Records for this task:
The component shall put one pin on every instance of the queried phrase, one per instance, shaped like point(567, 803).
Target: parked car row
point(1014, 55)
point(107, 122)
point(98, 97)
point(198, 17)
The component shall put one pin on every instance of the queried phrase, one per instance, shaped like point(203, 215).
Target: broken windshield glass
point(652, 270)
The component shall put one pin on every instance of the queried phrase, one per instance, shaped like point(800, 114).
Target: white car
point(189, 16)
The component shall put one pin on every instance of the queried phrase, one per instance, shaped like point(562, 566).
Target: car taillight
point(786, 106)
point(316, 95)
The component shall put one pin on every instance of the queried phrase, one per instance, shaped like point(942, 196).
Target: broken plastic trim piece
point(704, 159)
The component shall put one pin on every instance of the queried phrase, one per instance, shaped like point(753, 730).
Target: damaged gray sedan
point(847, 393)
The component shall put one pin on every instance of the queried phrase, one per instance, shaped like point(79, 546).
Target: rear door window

Instructions for the task: Everything from the first line of the data through the line containing "like point(562, 566)." should be echoed exactly. Add nothing.

Task output:
The component shall put one pin on every instance of the queried phrase, one per instance, shaped like point(567, 803).
Target: parked car row
point(1014, 55)
point(107, 122)
point(98, 97)
point(198, 17)
The component shall put one pin on every instance of the queried phrase, one per instance, shaped like point(203, 215).
Target: broken windshield glass
point(652, 270)
The component shall put one pin on every instance of the queried phrase, one per instance, shaped like point(800, 114).
Target: white car
point(189, 16)
The component shall put one pin on every instance of the queried phrase, one per instance, shaped like point(562, 566).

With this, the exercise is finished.